**WORK TO COMPLETE:** Note how many lines in the entries below contain the string "barrier", and answer with that number and no other text.

(Stored records)

────────

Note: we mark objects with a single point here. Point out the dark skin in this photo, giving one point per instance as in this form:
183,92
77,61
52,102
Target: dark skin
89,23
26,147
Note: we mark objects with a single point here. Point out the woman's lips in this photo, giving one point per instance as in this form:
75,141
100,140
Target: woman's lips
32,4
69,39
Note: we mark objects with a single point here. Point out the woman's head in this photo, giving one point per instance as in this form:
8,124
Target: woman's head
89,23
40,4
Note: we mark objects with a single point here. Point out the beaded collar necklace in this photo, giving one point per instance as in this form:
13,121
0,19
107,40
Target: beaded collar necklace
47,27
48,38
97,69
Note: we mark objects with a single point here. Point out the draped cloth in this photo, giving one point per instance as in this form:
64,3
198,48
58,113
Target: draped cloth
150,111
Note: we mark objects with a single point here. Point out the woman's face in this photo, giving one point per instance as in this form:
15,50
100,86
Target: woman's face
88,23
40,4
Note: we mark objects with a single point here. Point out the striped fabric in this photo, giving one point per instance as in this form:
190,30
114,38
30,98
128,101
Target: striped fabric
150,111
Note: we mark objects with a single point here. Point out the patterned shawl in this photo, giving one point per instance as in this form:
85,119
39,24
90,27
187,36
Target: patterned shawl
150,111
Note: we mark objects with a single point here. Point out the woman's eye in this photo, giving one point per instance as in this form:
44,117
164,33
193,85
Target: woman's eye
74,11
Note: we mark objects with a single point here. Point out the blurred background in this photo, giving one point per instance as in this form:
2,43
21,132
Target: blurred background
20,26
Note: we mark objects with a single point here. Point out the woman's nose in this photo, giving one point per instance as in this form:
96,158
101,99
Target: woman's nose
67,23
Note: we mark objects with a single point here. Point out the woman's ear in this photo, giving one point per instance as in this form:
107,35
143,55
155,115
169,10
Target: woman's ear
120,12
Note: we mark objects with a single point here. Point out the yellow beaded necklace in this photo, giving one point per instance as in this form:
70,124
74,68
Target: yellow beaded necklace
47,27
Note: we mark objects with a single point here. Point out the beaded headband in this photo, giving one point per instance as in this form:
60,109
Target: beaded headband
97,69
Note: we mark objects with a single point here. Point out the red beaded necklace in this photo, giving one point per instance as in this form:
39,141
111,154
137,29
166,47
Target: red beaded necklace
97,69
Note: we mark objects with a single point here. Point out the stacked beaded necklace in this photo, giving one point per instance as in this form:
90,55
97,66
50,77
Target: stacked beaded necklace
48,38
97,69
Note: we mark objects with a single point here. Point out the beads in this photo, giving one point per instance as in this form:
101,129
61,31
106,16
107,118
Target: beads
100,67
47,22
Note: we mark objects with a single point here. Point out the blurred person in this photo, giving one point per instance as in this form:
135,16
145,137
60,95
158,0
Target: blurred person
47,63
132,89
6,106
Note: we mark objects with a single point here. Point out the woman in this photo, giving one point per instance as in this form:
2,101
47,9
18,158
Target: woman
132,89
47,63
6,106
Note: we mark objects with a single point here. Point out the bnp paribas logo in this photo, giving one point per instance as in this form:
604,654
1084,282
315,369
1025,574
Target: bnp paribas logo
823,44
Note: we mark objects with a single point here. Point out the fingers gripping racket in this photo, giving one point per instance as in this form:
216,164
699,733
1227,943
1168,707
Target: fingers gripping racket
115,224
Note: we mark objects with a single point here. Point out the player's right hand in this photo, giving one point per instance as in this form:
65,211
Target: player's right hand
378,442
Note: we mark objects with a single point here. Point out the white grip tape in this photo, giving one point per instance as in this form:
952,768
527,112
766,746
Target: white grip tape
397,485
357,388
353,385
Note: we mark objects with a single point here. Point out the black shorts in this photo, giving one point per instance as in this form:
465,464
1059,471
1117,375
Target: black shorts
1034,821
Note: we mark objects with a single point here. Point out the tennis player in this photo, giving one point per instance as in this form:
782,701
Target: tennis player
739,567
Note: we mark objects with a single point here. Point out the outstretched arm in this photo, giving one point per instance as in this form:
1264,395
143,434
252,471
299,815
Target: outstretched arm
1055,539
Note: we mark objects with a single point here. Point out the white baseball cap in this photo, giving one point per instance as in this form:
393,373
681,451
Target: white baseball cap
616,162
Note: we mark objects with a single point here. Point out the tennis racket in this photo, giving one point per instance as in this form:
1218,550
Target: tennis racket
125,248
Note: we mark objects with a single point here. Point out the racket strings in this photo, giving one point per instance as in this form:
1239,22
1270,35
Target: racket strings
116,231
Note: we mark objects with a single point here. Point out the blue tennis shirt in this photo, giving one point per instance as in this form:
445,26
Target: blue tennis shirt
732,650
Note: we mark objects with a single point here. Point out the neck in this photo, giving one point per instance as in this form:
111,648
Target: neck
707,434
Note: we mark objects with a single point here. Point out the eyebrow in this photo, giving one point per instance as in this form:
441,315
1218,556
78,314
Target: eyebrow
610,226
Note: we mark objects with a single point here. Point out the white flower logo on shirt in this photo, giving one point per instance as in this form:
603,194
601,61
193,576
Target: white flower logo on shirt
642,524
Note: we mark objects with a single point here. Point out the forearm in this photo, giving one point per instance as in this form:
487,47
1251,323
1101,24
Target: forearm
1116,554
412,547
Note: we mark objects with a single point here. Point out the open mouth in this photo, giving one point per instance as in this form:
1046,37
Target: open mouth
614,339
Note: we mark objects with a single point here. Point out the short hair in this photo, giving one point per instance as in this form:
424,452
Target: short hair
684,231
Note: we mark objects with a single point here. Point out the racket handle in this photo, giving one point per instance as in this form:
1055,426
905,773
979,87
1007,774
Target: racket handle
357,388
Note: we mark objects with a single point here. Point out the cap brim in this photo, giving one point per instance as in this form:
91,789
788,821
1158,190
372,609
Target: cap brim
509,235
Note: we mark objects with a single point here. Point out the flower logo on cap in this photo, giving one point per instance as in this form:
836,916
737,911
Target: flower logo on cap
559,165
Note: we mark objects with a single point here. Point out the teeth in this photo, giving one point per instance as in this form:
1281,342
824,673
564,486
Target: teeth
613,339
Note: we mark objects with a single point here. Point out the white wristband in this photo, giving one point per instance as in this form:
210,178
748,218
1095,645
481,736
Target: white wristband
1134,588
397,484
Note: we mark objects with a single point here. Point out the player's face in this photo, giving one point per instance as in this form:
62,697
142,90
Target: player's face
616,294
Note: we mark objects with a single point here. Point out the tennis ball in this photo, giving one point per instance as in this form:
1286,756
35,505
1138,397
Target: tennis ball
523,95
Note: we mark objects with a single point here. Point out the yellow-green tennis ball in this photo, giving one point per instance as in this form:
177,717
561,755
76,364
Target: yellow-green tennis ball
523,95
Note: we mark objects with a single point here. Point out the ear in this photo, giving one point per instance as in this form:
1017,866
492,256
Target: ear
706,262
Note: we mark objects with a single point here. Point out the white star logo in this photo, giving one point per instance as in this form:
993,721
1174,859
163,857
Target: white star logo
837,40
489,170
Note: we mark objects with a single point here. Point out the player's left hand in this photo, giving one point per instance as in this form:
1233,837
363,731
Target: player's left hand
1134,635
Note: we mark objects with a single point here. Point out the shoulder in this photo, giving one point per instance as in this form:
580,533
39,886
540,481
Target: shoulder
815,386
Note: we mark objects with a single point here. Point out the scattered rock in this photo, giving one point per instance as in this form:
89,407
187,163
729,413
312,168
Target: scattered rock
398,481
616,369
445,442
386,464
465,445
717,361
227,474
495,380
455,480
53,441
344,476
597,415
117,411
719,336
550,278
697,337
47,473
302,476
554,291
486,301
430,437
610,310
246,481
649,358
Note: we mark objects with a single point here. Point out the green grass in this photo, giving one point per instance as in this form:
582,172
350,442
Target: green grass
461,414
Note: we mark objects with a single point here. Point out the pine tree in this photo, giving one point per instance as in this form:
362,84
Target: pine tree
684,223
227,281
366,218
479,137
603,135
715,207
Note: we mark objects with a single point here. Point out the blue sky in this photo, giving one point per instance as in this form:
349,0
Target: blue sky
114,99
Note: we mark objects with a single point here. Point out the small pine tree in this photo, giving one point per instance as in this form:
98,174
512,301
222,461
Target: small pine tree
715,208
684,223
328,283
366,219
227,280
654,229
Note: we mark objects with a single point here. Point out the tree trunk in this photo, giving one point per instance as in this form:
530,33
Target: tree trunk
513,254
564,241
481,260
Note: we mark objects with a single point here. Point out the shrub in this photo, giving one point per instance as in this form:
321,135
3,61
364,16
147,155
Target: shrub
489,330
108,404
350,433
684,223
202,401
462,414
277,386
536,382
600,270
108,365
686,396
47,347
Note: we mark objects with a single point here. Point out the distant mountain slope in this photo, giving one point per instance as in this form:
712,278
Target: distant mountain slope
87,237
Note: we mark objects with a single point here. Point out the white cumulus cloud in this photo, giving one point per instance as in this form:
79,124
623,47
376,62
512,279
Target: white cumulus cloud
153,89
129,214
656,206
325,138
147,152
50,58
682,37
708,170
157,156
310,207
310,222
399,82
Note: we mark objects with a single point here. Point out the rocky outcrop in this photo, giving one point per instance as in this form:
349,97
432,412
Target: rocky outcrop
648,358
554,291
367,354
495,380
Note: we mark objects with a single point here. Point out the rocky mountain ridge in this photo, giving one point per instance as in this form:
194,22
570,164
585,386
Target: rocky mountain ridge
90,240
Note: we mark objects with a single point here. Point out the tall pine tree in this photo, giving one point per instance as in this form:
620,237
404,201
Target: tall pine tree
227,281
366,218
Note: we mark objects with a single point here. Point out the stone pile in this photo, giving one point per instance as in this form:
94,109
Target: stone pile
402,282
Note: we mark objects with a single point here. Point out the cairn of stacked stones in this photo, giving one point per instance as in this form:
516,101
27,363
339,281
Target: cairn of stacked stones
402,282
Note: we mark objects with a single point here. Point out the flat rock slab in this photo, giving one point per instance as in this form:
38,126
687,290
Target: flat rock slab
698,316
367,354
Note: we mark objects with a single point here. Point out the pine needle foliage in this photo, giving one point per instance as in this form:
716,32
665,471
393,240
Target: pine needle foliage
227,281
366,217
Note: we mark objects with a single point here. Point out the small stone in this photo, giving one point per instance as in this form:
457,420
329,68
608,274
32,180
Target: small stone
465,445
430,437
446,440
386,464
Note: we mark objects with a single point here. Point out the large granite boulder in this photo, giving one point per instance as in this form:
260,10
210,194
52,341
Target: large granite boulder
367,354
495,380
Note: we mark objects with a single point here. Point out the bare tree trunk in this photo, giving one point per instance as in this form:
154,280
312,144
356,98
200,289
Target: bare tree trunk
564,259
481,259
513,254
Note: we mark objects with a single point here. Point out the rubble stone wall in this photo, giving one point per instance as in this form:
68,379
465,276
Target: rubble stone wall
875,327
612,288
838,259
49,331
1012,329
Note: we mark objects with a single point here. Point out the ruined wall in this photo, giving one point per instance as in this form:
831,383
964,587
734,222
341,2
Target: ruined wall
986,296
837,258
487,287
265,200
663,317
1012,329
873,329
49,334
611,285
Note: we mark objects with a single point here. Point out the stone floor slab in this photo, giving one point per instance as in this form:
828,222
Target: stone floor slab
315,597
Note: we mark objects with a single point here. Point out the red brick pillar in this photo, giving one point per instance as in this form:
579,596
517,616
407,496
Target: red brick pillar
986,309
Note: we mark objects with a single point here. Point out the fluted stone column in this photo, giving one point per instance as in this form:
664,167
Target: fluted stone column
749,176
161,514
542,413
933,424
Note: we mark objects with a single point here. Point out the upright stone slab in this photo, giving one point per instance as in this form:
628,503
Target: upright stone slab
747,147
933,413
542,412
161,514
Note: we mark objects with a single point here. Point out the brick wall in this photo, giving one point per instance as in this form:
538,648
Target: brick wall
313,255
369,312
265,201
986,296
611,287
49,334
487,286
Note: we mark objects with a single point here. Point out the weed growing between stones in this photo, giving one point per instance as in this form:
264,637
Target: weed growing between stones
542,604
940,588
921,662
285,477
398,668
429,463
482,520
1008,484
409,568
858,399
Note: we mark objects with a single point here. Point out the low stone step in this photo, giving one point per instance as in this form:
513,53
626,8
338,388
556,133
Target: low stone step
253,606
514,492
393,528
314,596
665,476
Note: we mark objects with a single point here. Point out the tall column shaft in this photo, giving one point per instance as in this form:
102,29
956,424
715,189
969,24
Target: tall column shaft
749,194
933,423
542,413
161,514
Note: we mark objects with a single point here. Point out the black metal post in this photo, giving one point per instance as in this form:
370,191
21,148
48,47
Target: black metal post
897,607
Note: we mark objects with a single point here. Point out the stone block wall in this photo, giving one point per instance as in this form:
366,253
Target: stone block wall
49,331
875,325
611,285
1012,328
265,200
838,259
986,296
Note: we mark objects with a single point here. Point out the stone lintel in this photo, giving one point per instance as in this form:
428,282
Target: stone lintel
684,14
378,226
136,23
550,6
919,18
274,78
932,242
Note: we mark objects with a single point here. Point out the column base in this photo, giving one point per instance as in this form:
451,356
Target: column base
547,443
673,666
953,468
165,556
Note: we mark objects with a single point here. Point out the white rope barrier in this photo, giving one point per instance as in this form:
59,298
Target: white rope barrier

────────

**EXERCISE OUTPUT:** 2